Aim
Both the line containing "Q: Pick out each instance of the forested" and the last line of the listing are included: write out exactly the lines from one to the other.

Dataset content
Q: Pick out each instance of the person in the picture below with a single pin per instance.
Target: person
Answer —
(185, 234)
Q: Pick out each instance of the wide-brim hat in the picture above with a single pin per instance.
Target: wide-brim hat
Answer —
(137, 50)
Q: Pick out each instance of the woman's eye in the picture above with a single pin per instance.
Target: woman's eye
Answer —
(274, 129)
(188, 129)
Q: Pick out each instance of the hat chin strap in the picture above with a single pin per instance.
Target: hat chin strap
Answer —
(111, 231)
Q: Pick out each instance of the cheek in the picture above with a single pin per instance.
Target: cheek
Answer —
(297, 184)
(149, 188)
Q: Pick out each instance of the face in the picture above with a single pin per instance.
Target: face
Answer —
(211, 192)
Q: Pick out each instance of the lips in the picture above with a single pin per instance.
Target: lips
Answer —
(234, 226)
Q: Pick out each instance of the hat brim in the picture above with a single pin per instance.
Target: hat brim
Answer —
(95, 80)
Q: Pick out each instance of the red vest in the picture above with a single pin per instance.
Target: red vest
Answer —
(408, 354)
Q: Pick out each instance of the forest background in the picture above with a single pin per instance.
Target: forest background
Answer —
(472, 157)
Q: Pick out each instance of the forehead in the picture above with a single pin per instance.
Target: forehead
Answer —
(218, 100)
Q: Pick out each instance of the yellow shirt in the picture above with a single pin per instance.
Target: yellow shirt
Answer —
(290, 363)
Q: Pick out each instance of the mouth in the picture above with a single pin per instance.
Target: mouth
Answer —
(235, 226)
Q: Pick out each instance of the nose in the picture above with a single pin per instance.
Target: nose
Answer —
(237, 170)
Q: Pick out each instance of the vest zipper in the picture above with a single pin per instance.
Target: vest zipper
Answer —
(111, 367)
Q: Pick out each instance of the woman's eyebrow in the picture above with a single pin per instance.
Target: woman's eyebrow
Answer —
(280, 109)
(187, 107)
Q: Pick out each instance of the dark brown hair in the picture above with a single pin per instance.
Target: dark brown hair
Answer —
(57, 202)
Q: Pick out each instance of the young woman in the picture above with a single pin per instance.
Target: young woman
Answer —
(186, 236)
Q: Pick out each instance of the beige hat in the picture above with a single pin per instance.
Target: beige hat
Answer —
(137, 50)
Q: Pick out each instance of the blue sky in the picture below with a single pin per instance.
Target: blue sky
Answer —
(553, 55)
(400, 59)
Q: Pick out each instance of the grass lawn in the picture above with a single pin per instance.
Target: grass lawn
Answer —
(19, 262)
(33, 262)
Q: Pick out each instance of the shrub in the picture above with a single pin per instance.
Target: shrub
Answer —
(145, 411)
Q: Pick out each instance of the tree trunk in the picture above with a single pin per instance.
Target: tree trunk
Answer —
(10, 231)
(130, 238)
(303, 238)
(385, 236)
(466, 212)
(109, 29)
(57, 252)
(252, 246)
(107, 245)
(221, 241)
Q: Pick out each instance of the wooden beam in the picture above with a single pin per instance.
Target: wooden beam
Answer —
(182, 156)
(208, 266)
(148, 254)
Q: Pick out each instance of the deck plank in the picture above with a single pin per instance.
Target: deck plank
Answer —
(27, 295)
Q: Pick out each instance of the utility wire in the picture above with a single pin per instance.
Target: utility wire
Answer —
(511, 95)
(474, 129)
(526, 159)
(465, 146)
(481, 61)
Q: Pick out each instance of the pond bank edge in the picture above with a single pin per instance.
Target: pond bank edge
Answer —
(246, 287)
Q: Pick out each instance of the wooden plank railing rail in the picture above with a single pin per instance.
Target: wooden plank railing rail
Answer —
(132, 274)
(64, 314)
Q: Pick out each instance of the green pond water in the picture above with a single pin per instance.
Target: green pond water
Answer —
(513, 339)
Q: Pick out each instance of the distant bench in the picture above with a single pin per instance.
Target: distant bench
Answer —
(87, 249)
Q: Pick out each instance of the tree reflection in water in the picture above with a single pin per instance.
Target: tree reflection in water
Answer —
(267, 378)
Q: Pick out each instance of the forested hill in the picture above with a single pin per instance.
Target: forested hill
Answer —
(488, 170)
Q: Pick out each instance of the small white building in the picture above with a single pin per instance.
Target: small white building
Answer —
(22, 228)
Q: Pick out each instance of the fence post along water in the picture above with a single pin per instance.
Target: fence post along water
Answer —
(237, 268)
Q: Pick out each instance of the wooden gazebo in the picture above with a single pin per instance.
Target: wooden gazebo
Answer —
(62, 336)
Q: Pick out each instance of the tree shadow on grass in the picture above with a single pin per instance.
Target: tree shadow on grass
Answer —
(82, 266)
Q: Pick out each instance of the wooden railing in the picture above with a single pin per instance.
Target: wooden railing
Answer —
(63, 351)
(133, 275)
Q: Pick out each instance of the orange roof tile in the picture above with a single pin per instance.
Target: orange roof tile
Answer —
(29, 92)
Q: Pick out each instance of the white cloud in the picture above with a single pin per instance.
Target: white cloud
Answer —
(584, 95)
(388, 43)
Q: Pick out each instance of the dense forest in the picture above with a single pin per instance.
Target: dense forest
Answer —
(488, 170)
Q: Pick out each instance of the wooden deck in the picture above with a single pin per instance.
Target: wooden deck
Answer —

Correct answer
Q: Pick out each instance of the forested hill in the picture above with a single pin per instance.
Target: forested hill
Answer —
(488, 170)
Q: Pick out each instance of the small white building in the picture above with a single pin per instance.
Target: small white building
Answer —
(22, 228)
Q: Pick out each instance of the fence post along water in the picture above with a single pin per instance.
Target: fence post along water
Answer —
(237, 268)
Q: Pick out each instance of the wooden gazebo in the picture above with a single pin per instance.
Target: wooden gazebo
Answer —
(62, 336)
Q: Pick out each instance of the tree shadow on grass in the picture above with a single pin per instance.
Target: tree shadow on grass
Answer —
(82, 266)
Q: Pick out each instance of the wooden railing in the picture above with a single pin per instance.
Target: wooden railing
Answer —
(63, 351)
(133, 275)
Q: Pick out each instance of the orange roof tile in the picture above with a single pin per instance.
Target: orange roof tile
Answer —
(29, 92)
Q: Pick out each instance of the white cloud in the picture above with a single pin per instance.
Target: white cloud
Answer —
(584, 95)
(388, 43)
Q: Pick out each instance of the dense forest in the picture above with a single pin per instance.
Target: dense forest
Answer —
(488, 170)
Q: Pick out each instance of the wooden deck in the picture above with a single pin per instance.
Target: wooden deck
Answer —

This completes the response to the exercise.